:: TO DO ::
Starting from the line that contains "Query: white lab coat", reproduce each line exactly through the end of the material, and include no other lines.

= Beginning of Section =

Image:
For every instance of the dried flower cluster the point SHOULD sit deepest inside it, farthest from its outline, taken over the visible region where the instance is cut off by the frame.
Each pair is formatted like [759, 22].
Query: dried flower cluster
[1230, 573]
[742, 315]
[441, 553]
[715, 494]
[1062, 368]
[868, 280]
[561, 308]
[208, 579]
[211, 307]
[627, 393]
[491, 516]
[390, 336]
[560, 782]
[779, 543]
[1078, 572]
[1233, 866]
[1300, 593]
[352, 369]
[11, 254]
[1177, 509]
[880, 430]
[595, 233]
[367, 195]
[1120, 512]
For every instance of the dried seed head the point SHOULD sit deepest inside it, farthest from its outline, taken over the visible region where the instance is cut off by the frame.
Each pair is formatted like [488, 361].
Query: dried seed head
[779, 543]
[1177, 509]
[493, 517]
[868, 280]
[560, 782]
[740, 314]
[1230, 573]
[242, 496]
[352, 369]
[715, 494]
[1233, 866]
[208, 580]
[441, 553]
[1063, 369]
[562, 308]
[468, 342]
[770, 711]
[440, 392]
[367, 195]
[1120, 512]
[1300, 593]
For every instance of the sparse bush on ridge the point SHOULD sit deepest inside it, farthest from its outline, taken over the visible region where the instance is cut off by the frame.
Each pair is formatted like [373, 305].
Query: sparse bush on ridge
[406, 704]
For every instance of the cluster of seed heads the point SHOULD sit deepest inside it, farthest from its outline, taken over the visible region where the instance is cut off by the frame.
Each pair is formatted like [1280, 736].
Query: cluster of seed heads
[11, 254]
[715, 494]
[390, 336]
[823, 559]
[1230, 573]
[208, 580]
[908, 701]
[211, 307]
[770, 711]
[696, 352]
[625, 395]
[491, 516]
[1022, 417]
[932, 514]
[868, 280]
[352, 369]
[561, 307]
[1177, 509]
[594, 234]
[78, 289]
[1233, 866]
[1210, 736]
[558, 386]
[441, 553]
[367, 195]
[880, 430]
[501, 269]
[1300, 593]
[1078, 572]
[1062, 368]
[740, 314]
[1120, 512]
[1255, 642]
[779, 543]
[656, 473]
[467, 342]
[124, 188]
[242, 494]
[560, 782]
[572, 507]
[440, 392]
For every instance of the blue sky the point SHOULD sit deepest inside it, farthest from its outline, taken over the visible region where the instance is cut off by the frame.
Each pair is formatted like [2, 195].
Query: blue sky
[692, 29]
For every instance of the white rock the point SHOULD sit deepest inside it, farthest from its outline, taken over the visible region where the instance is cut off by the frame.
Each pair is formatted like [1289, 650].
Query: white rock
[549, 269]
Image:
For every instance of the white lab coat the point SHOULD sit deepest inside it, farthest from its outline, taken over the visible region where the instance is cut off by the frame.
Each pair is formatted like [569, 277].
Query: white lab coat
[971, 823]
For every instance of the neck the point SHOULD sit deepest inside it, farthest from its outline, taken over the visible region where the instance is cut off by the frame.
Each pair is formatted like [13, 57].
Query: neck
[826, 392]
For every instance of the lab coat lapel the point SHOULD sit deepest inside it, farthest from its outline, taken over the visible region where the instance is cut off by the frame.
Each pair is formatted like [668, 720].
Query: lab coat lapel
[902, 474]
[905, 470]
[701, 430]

= End of Section =

:: EXPECTED ANSWER ::
Query: white lab coat
[971, 823]
For every instance of the neck the point SHOULD sit deepest inside it, farthest from its outline, taken over the visible region where the instance is cut off by the frame.
Each pair is formatted like [13, 57].
Query: neck
[826, 392]
For every instance of the lab coat lapel the point SHOULD sit deepest inside it, farthest from its outline, taken over the visible region where the instance is cut off by the frame.
Each pair is formatted like [668, 720].
Query: lab coat lapel
[902, 474]
[905, 470]
[701, 430]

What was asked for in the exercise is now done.